## What is asked
Transcribe the material below line for line, leaving out the pictures.
━━━━━ Records provided ━━━━━
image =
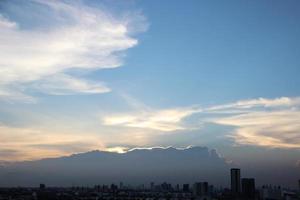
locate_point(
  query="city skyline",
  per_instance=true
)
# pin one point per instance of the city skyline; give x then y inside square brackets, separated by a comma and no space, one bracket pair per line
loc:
[85,75]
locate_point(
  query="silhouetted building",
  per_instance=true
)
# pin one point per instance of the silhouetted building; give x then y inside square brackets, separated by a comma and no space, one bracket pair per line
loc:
[248,188]
[186,188]
[152,185]
[200,189]
[270,192]
[42,186]
[235,181]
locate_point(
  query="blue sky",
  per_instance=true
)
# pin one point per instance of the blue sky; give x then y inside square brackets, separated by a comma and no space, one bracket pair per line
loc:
[113,75]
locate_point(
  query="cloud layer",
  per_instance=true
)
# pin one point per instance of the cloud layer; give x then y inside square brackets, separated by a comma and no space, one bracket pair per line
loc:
━━━━━
## Response
image =
locate_point(
  query="city skyline",
  per_instance=true
)
# pin one point per instance of the city skyline; give x then y inside square brackets, separated by a comma and no space, one bracket pair per line
loc:
[85,75]
locate_point(
  query="silhouetted building",
  per_instance=true
)
# pin one point per instance of the silhouetted building; give x then y inside square brackets, separated by a comma and no space, one bracket pair per line
loc:
[248,188]
[186,188]
[152,185]
[200,189]
[270,192]
[42,186]
[235,181]
locate_point(
  query="blue sky",
  per_instance=true
)
# pin one point per instance of the blue sky; give x then y inside square brackets, separated by a comma and no space, one bracket pair per line
loc:
[113,75]
locate_point(
  query="cloud layer",
  per_instance=true
)
# pin one point per instance of the cloud layer; give x then y inside square brackets, separated by a comma and no space, one bracket pair per line
loc:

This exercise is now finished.